■ **WRITTEN TASK**: Please rewrite the rows below from the line with "Reviewer note. Confirm that each instance of the ear" through the line with "<point>394,297</point>", both included, leaving each request unchanged and multiplying every x and y coordinate in the answers by 1.05. Round each result to a whole number, with halves going up.

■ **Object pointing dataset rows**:
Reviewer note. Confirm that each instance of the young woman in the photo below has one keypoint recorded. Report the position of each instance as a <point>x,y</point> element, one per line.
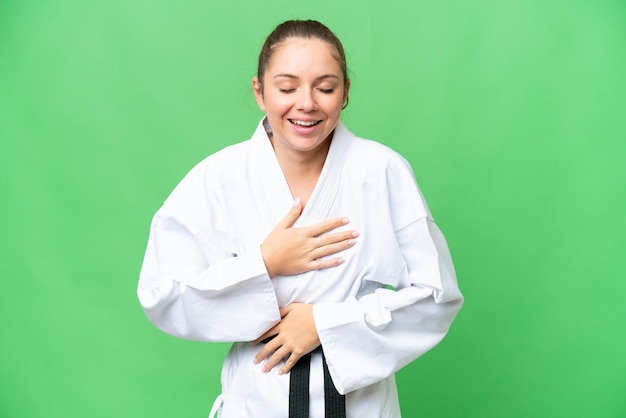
<point>311,249</point>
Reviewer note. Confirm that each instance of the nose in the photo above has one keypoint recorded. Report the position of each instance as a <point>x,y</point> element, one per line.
<point>306,101</point>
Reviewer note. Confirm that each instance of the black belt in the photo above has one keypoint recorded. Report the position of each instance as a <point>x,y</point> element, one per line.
<point>334,402</point>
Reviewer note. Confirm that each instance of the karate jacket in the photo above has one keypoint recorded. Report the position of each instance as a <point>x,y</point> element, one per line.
<point>394,298</point>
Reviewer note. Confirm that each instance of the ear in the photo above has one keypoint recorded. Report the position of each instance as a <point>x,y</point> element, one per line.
<point>257,87</point>
<point>345,91</point>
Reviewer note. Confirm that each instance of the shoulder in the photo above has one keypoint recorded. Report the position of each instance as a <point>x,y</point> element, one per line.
<point>368,156</point>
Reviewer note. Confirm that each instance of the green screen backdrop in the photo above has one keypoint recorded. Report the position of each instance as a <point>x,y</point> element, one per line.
<point>512,114</point>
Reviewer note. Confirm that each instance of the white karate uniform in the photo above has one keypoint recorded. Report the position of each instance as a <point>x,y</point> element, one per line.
<point>394,297</point>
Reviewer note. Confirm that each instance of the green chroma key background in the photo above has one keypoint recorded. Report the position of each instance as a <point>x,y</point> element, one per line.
<point>510,112</point>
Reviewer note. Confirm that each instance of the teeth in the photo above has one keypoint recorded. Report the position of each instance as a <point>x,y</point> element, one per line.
<point>304,123</point>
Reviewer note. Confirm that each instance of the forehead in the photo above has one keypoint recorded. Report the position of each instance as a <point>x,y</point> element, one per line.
<point>302,56</point>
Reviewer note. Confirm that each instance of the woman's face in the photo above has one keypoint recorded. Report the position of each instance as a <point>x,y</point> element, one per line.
<point>302,95</point>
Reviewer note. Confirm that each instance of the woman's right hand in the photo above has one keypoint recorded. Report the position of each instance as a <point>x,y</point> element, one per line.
<point>288,250</point>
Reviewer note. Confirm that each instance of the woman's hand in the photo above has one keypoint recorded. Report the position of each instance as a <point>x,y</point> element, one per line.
<point>288,250</point>
<point>294,336</point>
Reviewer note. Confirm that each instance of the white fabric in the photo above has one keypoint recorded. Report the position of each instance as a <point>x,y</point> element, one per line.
<point>203,276</point>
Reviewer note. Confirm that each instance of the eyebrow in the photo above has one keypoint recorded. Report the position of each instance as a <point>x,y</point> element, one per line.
<point>322,77</point>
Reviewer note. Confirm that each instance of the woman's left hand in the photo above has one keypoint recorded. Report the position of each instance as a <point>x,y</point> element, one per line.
<point>294,336</point>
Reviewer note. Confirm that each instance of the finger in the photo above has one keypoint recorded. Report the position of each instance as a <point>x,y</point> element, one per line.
<point>284,311</point>
<point>278,356</point>
<point>326,263</point>
<point>331,249</point>
<point>292,215</point>
<point>337,237</point>
<point>268,335</point>
<point>289,363</point>
<point>265,352</point>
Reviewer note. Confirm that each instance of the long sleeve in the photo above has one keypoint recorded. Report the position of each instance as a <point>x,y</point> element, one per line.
<point>370,336</point>
<point>193,284</point>
<point>391,328</point>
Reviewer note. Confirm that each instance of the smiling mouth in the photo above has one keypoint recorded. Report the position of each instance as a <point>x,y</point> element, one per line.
<point>305,123</point>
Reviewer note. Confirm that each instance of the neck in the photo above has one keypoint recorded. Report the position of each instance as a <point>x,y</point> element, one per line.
<point>302,170</point>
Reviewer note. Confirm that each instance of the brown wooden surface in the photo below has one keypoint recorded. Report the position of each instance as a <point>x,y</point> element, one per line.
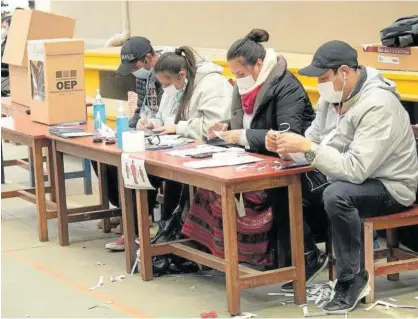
<point>62,215</point>
<point>296,238</point>
<point>144,235</point>
<point>368,258</point>
<point>126,203</point>
<point>228,174</point>
<point>104,199</point>
<point>229,221</point>
<point>21,130</point>
<point>225,180</point>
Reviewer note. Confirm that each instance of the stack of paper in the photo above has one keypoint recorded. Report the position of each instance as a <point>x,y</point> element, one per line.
<point>233,160</point>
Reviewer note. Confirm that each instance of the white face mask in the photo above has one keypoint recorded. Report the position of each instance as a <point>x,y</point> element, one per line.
<point>3,34</point>
<point>170,89</point>
<point>245,83</point>
<point>142,73</point>
<point>328,93</point>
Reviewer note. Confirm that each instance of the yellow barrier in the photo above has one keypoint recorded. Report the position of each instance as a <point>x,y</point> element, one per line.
<point>108,59</point>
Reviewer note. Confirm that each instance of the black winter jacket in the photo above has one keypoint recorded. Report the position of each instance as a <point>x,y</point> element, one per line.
<point>282,99</point>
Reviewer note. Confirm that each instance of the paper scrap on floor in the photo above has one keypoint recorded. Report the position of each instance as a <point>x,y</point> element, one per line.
<point>134,173</point>
<point>233,160</point>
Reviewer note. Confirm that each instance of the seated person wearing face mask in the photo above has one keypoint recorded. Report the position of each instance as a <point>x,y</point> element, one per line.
<point>138,58</point>
<point>363,150</point>
<point>195,95</point>
<point>266,96</point>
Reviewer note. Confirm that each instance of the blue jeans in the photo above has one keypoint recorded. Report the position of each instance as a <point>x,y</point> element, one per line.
<point>343,204</point>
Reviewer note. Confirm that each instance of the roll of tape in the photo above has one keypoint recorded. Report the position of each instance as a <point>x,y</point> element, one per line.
<point>133,141</point>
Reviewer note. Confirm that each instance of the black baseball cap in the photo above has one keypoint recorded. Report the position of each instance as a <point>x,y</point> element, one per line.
<point>330,55</point>
<point>134,49</point>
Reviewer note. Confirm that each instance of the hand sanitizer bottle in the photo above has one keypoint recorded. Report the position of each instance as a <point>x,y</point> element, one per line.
<point>122,124</point>
<point>98,109</point>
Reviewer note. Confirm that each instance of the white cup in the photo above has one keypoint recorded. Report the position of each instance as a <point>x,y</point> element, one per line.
<point>133,141</point>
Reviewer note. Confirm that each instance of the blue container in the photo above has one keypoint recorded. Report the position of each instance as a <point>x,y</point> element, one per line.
<point>122,125</point>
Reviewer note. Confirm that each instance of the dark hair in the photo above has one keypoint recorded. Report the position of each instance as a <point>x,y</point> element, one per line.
<point>8,20</point>
<point>143,57</point>
<point>249,47</point>
<point>172,63</point>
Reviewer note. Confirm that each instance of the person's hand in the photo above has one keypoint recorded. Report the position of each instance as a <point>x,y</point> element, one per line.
<point>141,124</point>
<point>271,141</point>
<point>231,137</point>
<point>132,103</point>
<point>292,143</point>
<point>166,129</point>
<point>217,127</point>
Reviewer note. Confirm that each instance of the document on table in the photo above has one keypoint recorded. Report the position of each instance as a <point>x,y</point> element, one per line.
<point>235,160</point>
<point>134,173</point>
<point>200,149</point>
<point>299,158</point>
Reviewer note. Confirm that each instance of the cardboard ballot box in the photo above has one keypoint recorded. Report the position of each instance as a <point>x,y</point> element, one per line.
<point>30,25</point>
<point>56,80</point>
<point>388,58</point>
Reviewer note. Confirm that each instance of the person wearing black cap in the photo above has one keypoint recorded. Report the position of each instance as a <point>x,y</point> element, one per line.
<point>363,151</point>
<point>139,58</point>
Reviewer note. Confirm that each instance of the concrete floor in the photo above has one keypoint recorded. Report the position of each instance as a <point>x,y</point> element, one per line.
<point>46,280</point>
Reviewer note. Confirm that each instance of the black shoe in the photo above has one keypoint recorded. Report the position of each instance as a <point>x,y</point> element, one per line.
<point>315,262</point>
<point>348,294</point>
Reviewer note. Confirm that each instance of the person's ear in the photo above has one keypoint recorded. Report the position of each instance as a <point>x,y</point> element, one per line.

■ **OUTPUT**:
Reviewer note. Confirm that each instance of the ear in the photo above has one keypoint recorded. Report the position of each instance as a <point>x,y</point> element, one per line.
<point>270,91</point>
<point>362,96</point>
Reviewer note. Confirm that each instance of the shoulder in the photo above has one keypoint recorded. Report the position of each instance as a <point>x,y</point> element, one per line.
<point>386,164</point>
Reviewer note. Confirm that each instance of the green screen backdrop in the photo above has one keypoint recorded. Report the position of each instance as a <point>x,y</point> element, one per line.
<point>538,120</point>
Reviewer note. Confirm that each instance of the white karate uniform in the photo above has one keypoint recorded. Report the position of each instance as a <point>x,y</point> element, one per line.
<point>414,312</point>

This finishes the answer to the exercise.